> [Written problem 1] Summarize the game preview below in two sentences.
> [Written problem 2] Decide whether each statement below agrees with the game preview, and answer yes or no for each, quoting the deciding words from it: (a) Penn State led Maryland by double digits in the second half. (b) Penn State is the worst shooting team in the Big Ten. (c) Penn State is ranked 83rd in adjusted offensive efficiency.

|Who: Penn State (9-5, 0-1 B1G) at Michigan (11-3, 1-0 B1G)|
|Where: Crisler Center (Ann Arbor, MI)|
|When: 12:00 p.m., January 2nd, 2016|
|Radio: 950 AM, 102.9 FM,|
Michigan hosts Penn State (9-5, 0-1 B1G) on Saturday afternoon in its Big Ten home opener. The Nittany Lions will be the best team that the Wolverines have played at home since they lost to Xavier in mid-November, but Pat Chambers’ team is still picked somewhere near the bottom of the Big Ten.
The Nittany Lions haven’t beaten a top-100 team this season, but they’ve been close of late, falling to Colorado by one at a neutral site and giving Maryland everything in could handle in College Park on Wednesday. Penn State led by double-digits in the second half before letting the Terps slip away with a six point win thanks to a monster 39-point outing by freshman Diamond Stone.
The Nittany Lions
Penn State boasts a top-100 defense and an offense that struggles to score. The Nittany Lions are ranked 173rd in adjusted offensive efficiency and 83rd in adjusted defensive efficiency. They’ve managed to score 1.1 points per possession or better in just two games this season — for comparison, the Wolverines have topped that margin nine times and average 1.19 points per possession.
Penn State’s offense struggles because it can’t shoot. The Nittany Lions shoot just 47.1% on twos (215th) and 30.5% on threes (294th) for a 46.6 effective field goal percentage (267th). The Nittany Lions aren’t the worst shooting team in the Big Ten (that distinction surprisingly belongs to Wisconsin), but they are only a few tenths of a percentage away from that dishonor.
While Penn State doesn’t shoot it well, it does just about everything else well enough to give itself a fighting chance. The Nittany Lions only give the ball away on 16.5% of their offensive possessions (58th), are ranked 144th in offensive rebounding and 148th in free throw rate.

> [Data excerpt]
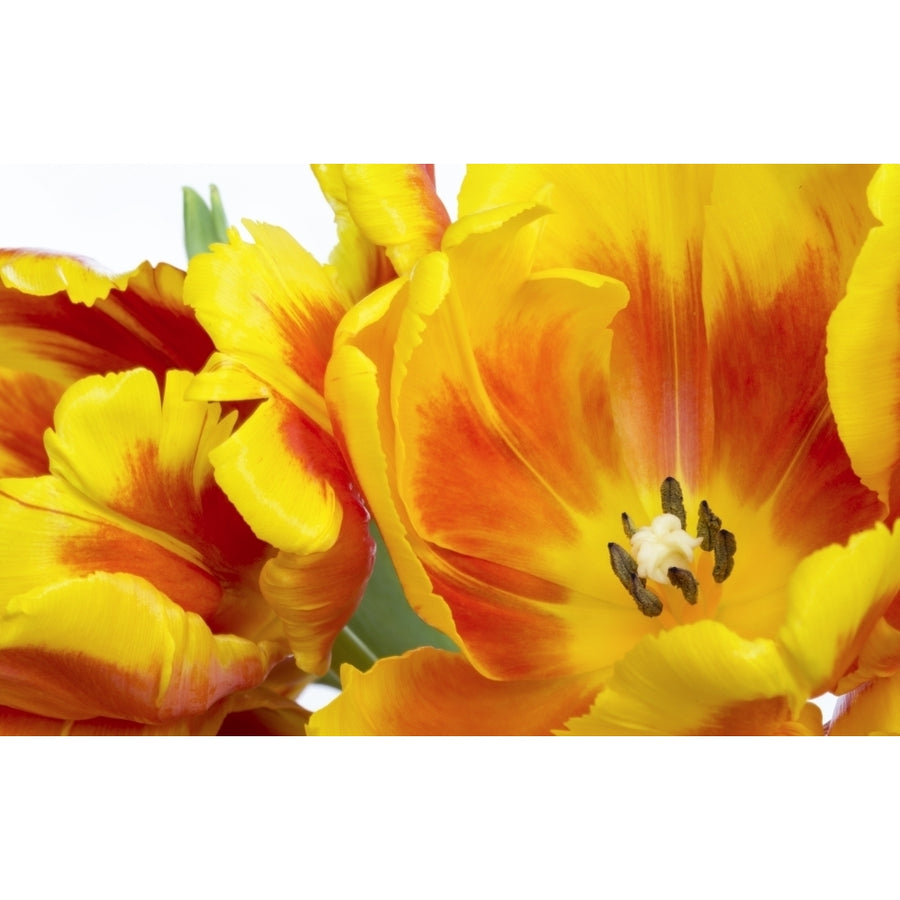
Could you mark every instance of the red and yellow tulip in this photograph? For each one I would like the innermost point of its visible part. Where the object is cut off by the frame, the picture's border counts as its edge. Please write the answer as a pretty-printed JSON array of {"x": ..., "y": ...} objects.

> [Exercise result 1] Michigan hosts Penn State (9-5, 0-1 Big Ten) at Crisler Center at 12:00 p.m. on January 2nd, 2016, in its Big Ten home opener, and the Nittany Lions, who haven't beaten a top-100 team this season, led Maryland by double digits in the second half on Wednesday before losing by six. Penn State pairs a top-100 defense with an offense that struggles to score because it can't shoot, though it gives the ball away on only 16.5% of its offensive possessions.

> [Exercise result 2]
(a) Yes: "Penn State led by double-digits in the second half"
(b) No: "The Nittany Lions aren’t the worst shooting team in the Big Ten"
(c) No: "ranked 173rd in adjusted offensive efficiency"